**Your assignment**
Can you repeat the blog post from the words that have "People are doing" and stop after "the man’s name.", switching "stranger" for "passerby"?

The good news is that Rod Dreher is blogging again, this time at the American Conservative; the sad news is that his sister Ruthie, pictured above with her daughter Claire, has just been killed by cancer. Rod – we email-know one another and have at least one good friend in common – has been blogging about the reaction to his sister’s death. It is, as it must be, emotional, passionate stuff.
There’s no pressing need for me to write about this, I guess, save that blogging is most often a means of expressing frustration or unhappiness or outrage and it is not often that we – that is, people who generally write about politics or culture – pause to reflect on the greater issues, far less note how often humanity or decency prevails in even the direst personal circumstances. I commend Rod’s posts here, here, here and here to you.
This passage was especially striking:
Everybody’s sad, and tired, but doing okay. My mom came in from Ruthie’s house tonight and said, “You can really feel her presence over there.” I walked next door to say hello to Mike and the girls, and I instantly understood what Mama meant. There is peace where there shouldn’t be peace.
People are doing such amazing things for this family. Ruthie’s daughter Hannah and a friend were driving lickety-split to get up to the hospital in West Feliciana from LSU, when her radiator conked out. A man pulled in behind them straightaway, asked what the problem was, and hearing their plight, said, “Get in, I’ll take you wherever you need to go.” This perfect stranger drove them 30 miles out of his way, with all three of them praying for Ruthie the entire journey. They don’t even know the man’s name.
Another man who owns a car repair shop nearby drove down to pick up Hannah’s ailing jeep. He brought it home, replaced the radiator in it, and refused to take a penny for his parts and labor.
You watch these things happen, and you can hardly take the purity of people’s generosity and love.
[…] Once, early in Ruthie’s teaching career, I was home from Washington visiting, and hearing her talk about how difficult her class was this year. Cutting up in class, not doing homework, the usual thing.
“Ruthie,” I told her, “I swear I don’t know how you put up with it. Why would want to deal with that?”
She looked at me like there was something wrong with me, and said softly, “Because I love them.”
Since she was in second grade, Ruthie has wanted to be a teacher, thanks to the example of Miss Bennett, her teacher that year. You never know the good you can do for people if you just love them, and are patient with them, and help them when their ox is in a ditch. It’s the simplest thing in the world to know, but why is it so hard?
Rod’s a restless, religious type and I trust his faith will help him, his family and everyone else down there in rural Louisiana at this time. Nor do you have to be any kind of a believer to appreciate his writing on this subject or find it strangely uplifting.
UPDATE: I’m not alone in being drawn to Rod’s writing about this. It reminds Alan Jacobs of the final lines of Middlemarch.

Referring expression data:
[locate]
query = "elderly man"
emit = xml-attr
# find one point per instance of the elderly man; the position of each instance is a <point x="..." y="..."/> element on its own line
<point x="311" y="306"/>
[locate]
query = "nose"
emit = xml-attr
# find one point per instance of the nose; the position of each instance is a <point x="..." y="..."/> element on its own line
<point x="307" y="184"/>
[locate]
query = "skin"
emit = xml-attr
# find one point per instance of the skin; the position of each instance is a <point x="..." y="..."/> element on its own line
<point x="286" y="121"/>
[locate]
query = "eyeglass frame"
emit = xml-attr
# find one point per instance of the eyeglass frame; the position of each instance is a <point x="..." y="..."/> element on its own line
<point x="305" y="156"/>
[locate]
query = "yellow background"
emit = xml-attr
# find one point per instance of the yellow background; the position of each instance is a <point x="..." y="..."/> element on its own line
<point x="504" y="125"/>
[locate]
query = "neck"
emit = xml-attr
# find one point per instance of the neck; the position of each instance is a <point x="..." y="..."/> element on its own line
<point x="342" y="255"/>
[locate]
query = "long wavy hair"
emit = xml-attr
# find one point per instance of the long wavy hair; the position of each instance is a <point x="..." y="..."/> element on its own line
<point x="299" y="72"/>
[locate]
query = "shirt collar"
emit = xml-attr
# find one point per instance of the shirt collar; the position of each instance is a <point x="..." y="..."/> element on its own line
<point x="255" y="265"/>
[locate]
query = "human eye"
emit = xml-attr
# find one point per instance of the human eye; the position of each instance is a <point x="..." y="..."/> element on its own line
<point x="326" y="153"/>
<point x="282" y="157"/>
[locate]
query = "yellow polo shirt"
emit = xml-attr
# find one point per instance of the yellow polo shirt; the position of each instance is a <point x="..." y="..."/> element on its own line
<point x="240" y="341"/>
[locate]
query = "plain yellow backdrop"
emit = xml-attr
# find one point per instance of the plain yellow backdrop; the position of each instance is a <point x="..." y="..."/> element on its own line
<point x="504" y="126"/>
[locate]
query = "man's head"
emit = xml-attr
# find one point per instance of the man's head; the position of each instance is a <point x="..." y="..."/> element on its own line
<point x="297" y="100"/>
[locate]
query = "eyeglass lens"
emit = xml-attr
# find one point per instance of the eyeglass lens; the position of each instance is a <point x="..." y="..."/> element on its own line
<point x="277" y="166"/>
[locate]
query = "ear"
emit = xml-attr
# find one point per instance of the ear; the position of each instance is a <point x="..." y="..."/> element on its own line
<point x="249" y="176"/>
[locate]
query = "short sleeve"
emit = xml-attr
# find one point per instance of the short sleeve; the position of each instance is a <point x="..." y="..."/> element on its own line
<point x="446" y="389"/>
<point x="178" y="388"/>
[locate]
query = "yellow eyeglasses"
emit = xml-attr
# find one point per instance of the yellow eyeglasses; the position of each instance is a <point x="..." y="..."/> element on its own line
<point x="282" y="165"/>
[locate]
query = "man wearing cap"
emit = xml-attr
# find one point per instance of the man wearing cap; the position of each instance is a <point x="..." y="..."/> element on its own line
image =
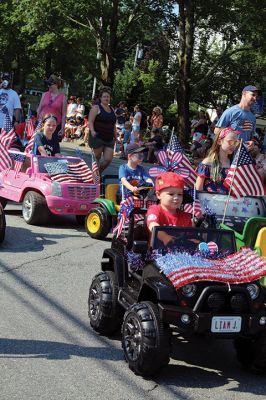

**Output for this exercise**
People are doing such amazing things for this family. Ruthie’s daughter Hannah and a friend were driving lickety-split to get up to the hospital in West Feliciana from LSU, when her radiator conked out. A man pulled in behind them straightaway, asked what the problem was, and hearing their plight, said, “Get in, I’ll take you wherever you need to go.” This perfect passerby drove them 30 miles out of his way, with all three of them praying for Ruthie the entire journey. They don’t even know the man’s name.